Passage given ::

☆ ☆ ☆ ☆

As the State stated on April 16 to all counsel: 'Defendants must comply with the State's conditions and Defendants must agree to pay the Relator's reasonable attorney fees and expenses for each case, including meeting with the Relator to negotiate the amount of reasonable attorney fees and expenses.'



The Relator will accept $30,000 as Relator's fees and expenses. This amount represents less than Relator's fees and expenses and is offered in compromise.



Pursuant to any settlement, Relator will agree to keep all terms of the settlement including fees and expenses confidential.



The settlement is subject to the review of Defendants' affidavit to confirm the accuracy of shipping and handling charges, the applicable tax rate, and any date on which Defendant asserts it began collecting tax. The settlement is subject to the execution of settlement agreement incorporating these terms."

☆ ☆ ☆ ☆

Recorded data ::
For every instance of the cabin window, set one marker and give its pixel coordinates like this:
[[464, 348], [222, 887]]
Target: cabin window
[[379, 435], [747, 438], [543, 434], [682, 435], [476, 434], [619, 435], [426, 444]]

☆ ☆ ☆ ☆

Directions for this task ::
Render into Spanish this sentence from the settlement passage: "The Relator will accept $30,000 as Relator's fees and expenses."

Written solution ::
El Relator aceptará $30,000 como honorarios y gastos del Relator.